Prompt | Write out the lines below as a numbered list, leaving out any blank lines.

── Records for the task

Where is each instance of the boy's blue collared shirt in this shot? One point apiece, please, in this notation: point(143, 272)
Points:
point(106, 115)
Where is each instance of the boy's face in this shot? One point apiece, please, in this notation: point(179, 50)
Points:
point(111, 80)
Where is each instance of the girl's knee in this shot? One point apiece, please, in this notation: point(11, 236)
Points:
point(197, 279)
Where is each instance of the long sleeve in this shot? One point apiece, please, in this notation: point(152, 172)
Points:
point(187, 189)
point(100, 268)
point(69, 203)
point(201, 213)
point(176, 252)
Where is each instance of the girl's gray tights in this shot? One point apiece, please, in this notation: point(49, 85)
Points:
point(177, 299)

────

Output for this exercise |
1. Where is each instance of the boy's blue collared shirt in this shot? One point apiece, please, in this notation: point(143, 272)
2. Points:
3. point(106, 115)
4. Where is each instance of the boy's face in this shot? One point apiece, please, in this notation: point(179, 50)
5. Points:
6. point(111, 80)
7. Where is each instance of the girl's knee in this shot? One point apiece, please, in this notation: point(11, 236)
8. Points:
9. point(197, 279)
10. Where is each instance of the long sleeve in this shot? One point apiece, please, in this notation: point(152, 172)
11. Points:
12. point(187, 189)
13. point(100, 268)
14. point(69, 203)
15. point(201, 213)
16. point(176, 252)
17. Where is each instance of the girl's gray tights in this shot? One point apiece, please, in this notation: point(49, 85)
18. Points:
19. point(177, 299)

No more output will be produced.